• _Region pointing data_
##############################

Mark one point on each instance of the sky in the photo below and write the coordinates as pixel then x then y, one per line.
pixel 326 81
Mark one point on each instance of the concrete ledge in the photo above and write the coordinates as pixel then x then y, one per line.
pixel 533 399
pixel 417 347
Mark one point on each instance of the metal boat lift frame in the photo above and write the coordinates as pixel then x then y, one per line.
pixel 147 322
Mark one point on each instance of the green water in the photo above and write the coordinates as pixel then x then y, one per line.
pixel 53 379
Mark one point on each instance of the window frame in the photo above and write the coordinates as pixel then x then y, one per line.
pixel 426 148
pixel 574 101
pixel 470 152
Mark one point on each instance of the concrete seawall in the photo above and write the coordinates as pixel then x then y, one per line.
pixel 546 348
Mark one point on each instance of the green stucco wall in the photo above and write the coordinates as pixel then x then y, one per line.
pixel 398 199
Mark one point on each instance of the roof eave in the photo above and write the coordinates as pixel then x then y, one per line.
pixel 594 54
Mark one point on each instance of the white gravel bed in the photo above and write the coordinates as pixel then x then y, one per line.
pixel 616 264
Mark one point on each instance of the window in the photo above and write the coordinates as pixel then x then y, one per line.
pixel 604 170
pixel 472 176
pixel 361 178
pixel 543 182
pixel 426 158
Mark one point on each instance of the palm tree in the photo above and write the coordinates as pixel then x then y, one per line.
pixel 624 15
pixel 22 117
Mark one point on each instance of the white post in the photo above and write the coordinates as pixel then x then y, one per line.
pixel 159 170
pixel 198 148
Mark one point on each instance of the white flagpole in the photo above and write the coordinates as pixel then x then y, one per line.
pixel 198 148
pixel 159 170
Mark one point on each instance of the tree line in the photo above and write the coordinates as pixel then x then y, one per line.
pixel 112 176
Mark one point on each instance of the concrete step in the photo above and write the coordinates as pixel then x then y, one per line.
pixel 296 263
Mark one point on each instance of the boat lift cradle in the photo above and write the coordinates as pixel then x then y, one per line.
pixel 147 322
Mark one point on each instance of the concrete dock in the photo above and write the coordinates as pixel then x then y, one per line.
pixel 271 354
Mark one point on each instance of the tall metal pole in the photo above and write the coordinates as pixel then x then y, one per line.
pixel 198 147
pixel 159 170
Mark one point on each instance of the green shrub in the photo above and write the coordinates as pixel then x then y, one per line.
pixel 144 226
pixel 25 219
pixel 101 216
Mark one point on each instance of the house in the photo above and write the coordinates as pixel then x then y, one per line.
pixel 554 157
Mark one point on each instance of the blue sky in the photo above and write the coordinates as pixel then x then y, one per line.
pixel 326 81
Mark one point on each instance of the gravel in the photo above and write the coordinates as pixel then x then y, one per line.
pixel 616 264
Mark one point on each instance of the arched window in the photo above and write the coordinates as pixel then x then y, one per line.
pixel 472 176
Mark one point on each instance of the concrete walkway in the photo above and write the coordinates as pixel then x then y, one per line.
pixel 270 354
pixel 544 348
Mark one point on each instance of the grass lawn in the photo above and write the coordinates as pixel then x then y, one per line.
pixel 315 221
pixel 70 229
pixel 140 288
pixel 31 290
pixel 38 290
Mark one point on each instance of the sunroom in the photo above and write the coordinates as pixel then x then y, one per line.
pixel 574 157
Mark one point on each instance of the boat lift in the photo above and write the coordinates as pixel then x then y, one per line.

##############################

With the line containing "Mark one point on each instance of the house" as the first, output each line through the final line of the entries above, exactly.

• _WRITTEN REPLY_
Mark one point on each instance of the house in the photo above and write the coordinates as pixel then x then y, one per line.
pixel 554 157
Mark one point on each instance of the blue sky in the photo above and write the coordinates as pixel then x then y, one per line.
pixel 326 81
Mark one point on each instance of the gravel in the photo above and write the coordinates as pixel then x then y, one per line.
pixel 616 264
Mark one point on each instance of the arched window in the photo above and write the coordinates as pixel then x then y, one per line.
pixel 472 176
Mark one point on each instance of the concrete walkway in the photo above and write the coordinates as pixel then x then y, one per line.
pixel 270 354
pixel 544 348
Mark one point on each instance of the grass lawn in the photo above and write the coordinates as pixel then x then y, one per line.
pixel 315 221
pixel 70 229
pixel 140 288
pixel 31 290
pixel 38 290
Mark one point on each instance of the sunroom in the photo above and write the coordinates as pixel then x then y, one per line.
pixel 574 157
Mark one point on each instance of the boat lift in the photo above and write the coordinates as pixel then x then y, one per line.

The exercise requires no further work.